▸ **Passage provided**:
####
Touchscreens are the worst interface option. The feedback of feeling a button, or anything made for the job, is better than typing without specific feedback onto a screen. It won out because of you don’t have a set interface it’s bettor.
Now for search, chat gpt will likely always be less reliable than a list of results you can vet yourself for content and source.
That said… I don’t think people care about truth that much these days so one response that feels correct is could be good enough for most. Terrifying times we live in folks.
Hottest take I've seen on here for a while. In a very specific, very limited set of mobile usecases, buttons may offer a more pleasant experience than a touchscreen. I only say that because there's usually exceptions to any statement, but I can't actually think of one.
Touchscreens didn't win because of some lazy sheep-like consumerism, they won because the product is superior. If Chat-GPT style models defeat traditional search engines it will be because the product is better, not because people are content with a response that "seems correct."
It’s a crap interface compared to others but it’s the best to do anything. That’s why it won.
One is not superior to the other over all, but each is better at certain things. The difference is that more people will pay money to maximize their user experience scrolling through feeds and watching videos, compared to typing emails.
I can understand why some times you might just want a chat response to a question rather than a web search.
But I swear that if I even suspect Siri's response is influenced by advertising or endorses a product, I will take the homepod and punt it down the street.
I still miss my landscape key board phones. The droid 4 still holds a special place in my head.
Touchscreens win when you need multiple interfaces in the same amount of space.
When defining "better" you need to indicate the metrics you are using. LM's might be "better" when measured with certain metrics, but like most things are worse when measured using other metrics.
Irony of this article, predicting end of Google, is that articles like this are going to be replaced by these summaries too.
####
▸ **Stored data**:
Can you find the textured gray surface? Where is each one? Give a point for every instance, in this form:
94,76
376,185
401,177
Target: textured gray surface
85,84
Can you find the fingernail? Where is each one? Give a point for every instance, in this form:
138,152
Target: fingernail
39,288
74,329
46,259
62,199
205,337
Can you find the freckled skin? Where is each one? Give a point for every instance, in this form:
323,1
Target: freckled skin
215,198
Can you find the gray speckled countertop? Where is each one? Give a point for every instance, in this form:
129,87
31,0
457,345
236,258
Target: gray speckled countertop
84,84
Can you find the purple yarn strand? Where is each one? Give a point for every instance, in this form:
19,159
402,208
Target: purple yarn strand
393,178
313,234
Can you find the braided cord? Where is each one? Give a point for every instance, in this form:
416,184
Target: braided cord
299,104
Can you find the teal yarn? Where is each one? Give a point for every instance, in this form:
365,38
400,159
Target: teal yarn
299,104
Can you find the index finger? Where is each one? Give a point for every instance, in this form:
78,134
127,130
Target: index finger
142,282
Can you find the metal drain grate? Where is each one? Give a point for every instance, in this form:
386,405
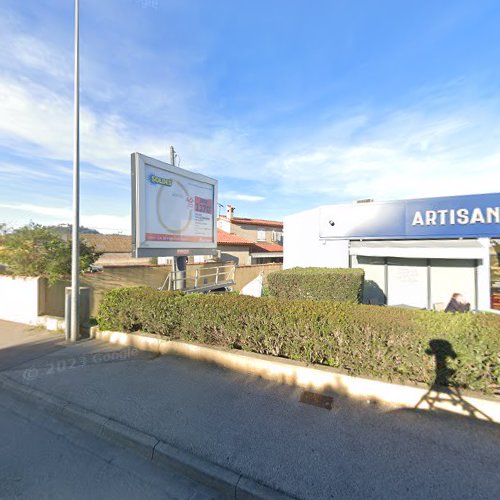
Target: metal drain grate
314,399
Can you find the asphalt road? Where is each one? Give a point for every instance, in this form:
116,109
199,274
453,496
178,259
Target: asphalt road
356,450
44,458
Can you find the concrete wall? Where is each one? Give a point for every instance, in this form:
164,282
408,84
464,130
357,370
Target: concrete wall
152,276
249,232
303,247
22,299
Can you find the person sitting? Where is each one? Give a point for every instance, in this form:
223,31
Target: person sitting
457,304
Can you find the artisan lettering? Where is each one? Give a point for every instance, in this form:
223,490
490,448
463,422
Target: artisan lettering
462,216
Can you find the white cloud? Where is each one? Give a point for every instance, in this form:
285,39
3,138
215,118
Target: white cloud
104,223
406,154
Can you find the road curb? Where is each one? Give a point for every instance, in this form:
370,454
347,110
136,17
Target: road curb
228,483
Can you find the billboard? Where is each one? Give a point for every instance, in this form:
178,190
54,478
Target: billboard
468,216
173,210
####
According to the touchscreen discussion, when do touchscreens win?

When you need multiple interfaces in the same amount of space.